━━━━━ Material provided ━━━━━
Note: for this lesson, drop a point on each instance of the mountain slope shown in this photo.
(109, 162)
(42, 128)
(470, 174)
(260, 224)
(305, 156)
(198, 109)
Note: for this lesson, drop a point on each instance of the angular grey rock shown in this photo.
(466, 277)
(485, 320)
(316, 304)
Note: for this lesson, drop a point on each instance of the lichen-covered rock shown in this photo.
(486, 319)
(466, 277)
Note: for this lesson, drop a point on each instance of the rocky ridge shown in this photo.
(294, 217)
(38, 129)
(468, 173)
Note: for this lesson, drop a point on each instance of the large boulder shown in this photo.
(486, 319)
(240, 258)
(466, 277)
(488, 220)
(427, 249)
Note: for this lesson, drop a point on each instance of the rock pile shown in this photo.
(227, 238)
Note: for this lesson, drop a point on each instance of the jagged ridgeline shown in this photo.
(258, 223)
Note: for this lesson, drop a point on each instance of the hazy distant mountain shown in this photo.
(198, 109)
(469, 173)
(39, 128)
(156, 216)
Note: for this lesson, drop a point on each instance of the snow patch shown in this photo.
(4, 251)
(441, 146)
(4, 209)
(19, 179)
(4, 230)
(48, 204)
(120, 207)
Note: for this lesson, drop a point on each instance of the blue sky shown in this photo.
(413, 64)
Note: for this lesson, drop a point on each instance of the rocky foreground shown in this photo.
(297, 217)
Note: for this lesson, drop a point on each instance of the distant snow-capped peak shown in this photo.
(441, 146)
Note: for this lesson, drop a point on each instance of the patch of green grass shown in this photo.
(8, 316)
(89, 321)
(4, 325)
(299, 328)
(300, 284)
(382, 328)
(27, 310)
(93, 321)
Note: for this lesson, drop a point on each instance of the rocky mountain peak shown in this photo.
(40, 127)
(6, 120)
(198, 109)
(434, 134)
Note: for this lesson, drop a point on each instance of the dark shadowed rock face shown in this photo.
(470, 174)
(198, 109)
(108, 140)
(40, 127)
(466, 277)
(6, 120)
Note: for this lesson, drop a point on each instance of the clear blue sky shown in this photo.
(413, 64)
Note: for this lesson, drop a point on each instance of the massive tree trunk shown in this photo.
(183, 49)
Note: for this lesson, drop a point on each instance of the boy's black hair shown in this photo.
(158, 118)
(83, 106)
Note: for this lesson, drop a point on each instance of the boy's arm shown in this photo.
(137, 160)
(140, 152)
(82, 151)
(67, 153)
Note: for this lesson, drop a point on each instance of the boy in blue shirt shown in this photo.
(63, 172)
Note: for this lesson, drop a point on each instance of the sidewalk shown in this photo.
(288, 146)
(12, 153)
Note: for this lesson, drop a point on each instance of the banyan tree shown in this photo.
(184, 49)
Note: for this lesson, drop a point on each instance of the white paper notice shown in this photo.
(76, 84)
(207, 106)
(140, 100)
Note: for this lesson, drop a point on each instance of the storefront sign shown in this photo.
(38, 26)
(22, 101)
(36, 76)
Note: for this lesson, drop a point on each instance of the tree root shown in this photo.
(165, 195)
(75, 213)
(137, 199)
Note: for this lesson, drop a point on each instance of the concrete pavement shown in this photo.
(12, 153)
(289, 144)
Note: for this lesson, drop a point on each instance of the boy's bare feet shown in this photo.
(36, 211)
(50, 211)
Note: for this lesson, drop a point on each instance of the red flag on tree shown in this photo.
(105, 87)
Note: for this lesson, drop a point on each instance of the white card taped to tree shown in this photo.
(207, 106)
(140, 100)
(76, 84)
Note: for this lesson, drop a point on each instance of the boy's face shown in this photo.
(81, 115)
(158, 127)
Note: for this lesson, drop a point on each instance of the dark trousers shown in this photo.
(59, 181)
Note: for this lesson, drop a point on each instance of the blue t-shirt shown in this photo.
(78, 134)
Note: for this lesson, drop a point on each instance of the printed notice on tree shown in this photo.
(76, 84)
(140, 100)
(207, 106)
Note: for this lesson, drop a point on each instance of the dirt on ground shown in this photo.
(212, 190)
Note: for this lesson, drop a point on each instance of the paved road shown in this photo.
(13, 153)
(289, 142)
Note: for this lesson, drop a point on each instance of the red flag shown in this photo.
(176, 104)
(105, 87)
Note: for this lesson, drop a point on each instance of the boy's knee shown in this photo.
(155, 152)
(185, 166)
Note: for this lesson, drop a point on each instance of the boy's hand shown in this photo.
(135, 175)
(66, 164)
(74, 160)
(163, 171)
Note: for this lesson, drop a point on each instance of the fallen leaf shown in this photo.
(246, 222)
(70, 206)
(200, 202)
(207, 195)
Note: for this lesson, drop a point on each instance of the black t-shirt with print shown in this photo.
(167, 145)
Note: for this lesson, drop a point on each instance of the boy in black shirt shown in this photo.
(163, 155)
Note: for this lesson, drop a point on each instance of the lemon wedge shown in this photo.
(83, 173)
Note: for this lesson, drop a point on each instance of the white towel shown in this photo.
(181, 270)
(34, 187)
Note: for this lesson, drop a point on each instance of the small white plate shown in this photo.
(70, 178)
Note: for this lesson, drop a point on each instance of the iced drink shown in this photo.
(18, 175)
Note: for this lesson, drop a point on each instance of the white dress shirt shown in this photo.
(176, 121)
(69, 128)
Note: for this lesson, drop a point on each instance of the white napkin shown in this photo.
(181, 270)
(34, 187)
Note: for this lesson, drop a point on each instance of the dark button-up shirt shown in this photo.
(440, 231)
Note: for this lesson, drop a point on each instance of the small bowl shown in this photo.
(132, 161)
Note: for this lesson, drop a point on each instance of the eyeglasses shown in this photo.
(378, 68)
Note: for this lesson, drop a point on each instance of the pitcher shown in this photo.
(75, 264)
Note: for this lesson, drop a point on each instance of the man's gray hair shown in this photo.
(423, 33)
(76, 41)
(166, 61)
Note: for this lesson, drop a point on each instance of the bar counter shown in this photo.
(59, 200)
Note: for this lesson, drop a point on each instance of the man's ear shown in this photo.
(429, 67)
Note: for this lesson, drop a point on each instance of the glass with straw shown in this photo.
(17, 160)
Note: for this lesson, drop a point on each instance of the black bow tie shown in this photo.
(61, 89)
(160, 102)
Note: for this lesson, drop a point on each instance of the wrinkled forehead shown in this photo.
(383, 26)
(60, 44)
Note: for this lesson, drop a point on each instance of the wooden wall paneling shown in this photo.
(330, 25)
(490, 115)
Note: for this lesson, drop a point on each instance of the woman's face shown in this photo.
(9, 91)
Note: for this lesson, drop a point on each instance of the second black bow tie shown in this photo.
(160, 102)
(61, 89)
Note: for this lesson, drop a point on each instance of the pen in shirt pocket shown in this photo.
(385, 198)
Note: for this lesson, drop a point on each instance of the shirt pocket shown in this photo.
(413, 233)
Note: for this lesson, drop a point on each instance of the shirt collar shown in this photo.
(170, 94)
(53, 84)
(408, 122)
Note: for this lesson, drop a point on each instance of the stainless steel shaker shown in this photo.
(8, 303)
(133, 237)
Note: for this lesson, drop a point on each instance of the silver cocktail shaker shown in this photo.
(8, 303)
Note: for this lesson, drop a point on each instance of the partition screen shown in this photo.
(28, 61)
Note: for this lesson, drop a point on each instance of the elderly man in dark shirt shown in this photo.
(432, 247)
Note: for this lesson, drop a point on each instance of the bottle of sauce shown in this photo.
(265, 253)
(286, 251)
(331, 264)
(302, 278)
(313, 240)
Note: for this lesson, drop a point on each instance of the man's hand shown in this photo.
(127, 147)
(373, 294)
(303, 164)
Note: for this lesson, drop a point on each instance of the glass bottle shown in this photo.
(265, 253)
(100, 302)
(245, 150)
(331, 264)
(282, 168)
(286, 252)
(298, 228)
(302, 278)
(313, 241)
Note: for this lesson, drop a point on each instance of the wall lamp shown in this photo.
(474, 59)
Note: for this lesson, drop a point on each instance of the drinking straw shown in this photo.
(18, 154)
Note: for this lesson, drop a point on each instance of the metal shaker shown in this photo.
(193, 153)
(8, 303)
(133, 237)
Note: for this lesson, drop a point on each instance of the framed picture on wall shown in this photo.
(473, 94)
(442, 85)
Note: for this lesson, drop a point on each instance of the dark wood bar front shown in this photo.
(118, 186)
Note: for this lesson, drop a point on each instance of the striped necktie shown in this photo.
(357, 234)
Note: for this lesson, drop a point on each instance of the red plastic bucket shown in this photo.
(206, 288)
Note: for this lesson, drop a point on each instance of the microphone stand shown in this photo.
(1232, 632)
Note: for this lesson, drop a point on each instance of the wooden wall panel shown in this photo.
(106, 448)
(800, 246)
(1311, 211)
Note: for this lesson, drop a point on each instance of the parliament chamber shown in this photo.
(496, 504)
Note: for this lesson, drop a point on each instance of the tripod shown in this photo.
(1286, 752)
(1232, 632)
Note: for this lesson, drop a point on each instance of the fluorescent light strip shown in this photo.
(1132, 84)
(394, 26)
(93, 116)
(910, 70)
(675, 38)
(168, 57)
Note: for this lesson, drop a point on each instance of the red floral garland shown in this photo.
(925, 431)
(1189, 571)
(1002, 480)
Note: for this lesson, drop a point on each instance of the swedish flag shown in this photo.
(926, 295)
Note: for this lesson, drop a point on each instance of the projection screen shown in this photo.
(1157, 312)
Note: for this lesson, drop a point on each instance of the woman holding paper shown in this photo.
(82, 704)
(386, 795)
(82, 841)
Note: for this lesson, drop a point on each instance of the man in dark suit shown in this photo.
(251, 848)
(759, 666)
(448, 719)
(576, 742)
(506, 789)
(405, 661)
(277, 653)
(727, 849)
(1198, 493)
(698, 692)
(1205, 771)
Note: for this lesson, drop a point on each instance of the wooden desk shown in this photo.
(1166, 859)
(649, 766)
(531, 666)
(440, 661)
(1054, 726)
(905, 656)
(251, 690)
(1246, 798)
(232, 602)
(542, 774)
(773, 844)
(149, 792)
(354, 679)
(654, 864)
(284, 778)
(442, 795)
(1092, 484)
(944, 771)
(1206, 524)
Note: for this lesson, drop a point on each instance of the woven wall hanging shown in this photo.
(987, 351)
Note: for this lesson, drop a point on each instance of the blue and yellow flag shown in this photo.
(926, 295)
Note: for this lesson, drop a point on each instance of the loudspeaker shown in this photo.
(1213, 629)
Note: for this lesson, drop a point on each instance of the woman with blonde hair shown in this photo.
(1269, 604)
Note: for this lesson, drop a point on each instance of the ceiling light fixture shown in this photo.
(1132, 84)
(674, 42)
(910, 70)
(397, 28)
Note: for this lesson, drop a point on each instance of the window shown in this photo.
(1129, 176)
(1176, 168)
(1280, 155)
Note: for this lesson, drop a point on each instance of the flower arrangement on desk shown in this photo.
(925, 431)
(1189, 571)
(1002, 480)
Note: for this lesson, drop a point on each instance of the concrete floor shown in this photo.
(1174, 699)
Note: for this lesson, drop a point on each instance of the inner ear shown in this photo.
━━━━━
# Exercise brief
Please restate, exactly as written, the line that holds "window shown in this photo." and all remaining lines of the data above, and only those.

# Solution for this exercise
Note: for this lesson, drop a point on each instance of the window shown in this photo.
(1129, 176)
(1176, 168)
(1280, 155)
Note: for this lesson, drop a point on each instance of the flower arrangement on desk shown in this photo.
(925, 431)
(1189, 571)
(1002, 480)
Note: for this lesson, drop a point on each instance of the concrete floor shown in this photo.
(1174, 699)
Note: for this lesson, drop a point on each instance of the inner ear shown in this photo.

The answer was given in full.